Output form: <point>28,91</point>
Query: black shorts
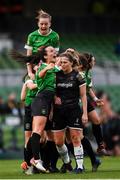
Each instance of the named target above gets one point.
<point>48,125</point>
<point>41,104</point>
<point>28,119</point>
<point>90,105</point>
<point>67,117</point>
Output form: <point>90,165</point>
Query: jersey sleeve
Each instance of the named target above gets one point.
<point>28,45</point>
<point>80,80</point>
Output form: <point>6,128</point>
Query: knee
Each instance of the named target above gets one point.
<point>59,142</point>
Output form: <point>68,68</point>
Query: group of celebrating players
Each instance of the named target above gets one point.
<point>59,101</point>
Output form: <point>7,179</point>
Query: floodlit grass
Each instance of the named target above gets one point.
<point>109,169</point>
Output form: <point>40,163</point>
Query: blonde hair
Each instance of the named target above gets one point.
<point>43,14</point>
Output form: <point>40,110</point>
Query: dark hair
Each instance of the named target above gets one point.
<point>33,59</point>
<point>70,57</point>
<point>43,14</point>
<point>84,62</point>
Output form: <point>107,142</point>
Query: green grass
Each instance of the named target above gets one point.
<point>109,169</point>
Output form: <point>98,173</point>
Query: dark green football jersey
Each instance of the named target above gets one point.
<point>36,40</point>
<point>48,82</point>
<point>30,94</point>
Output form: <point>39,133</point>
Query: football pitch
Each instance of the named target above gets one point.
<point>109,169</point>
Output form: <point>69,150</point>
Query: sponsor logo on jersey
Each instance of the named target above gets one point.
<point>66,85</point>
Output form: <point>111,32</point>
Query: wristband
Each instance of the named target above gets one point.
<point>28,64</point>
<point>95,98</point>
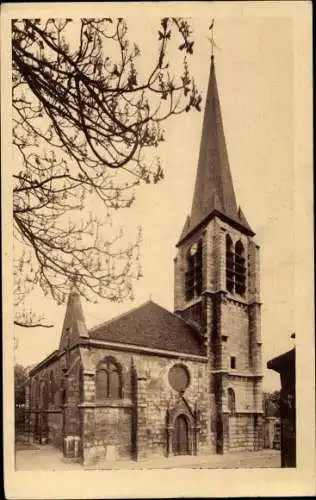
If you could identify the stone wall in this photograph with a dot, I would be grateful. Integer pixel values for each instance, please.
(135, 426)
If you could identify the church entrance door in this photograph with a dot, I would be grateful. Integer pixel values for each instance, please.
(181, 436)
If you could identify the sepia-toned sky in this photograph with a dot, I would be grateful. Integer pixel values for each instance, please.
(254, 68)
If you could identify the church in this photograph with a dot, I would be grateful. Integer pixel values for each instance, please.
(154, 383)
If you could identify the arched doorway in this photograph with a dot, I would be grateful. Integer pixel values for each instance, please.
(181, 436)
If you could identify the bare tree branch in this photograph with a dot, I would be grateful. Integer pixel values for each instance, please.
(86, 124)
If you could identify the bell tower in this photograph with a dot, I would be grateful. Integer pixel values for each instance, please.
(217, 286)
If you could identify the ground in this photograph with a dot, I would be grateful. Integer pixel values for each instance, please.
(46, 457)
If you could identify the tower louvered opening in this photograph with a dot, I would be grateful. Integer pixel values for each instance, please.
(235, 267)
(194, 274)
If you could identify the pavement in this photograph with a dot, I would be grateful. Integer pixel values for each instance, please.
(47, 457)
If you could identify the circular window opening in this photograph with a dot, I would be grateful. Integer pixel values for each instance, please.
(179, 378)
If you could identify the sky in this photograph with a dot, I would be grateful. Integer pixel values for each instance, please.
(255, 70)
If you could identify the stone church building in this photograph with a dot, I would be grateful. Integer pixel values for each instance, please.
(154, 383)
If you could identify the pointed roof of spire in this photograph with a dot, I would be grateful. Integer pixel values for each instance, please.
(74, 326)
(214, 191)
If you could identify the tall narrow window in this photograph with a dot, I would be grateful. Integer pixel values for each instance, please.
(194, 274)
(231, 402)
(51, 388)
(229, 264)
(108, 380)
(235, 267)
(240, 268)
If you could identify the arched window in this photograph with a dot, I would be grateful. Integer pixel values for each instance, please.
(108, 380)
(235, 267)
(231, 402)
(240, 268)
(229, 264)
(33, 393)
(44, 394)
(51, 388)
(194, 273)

◇ ◇ ◇ ◇ ◇ ◇ ◇

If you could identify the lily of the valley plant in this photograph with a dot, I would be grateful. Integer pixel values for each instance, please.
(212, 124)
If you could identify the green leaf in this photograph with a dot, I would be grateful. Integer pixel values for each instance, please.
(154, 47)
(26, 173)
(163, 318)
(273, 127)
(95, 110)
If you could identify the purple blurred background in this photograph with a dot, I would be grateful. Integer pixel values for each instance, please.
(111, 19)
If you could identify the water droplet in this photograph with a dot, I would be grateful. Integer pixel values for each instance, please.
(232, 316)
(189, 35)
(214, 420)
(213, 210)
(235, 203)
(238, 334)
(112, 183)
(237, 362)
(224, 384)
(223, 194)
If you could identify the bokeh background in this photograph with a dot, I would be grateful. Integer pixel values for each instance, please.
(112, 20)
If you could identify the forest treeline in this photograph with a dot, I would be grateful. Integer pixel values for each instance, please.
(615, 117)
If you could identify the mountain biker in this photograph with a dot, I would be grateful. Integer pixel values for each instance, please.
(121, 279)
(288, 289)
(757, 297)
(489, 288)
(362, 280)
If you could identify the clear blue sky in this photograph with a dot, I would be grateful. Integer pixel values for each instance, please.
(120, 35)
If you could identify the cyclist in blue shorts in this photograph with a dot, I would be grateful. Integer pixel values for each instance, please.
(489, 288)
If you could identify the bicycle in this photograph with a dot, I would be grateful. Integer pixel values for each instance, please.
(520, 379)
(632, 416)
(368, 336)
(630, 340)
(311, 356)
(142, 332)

◇ ◇ ◇ ◇ ◇ ◇ ◇

■ Task to complete
Please rewrite the part that opens with the line containing "Output form: <point>28,91</point>" and closes with the one containing "<point>67,117</point>", replacing "black shorts" with "dark shorts" and keeping everything else unchanged. Leave the pictures out.

■ Result
Output form: <point>28,91</point>
Query: dark shorts
Each instance of the named target above gets one point.
<point>48,125</point>
<point>41,104</point>
<point>28,119</point>
<point>90,105</point>
<point>67,117</point>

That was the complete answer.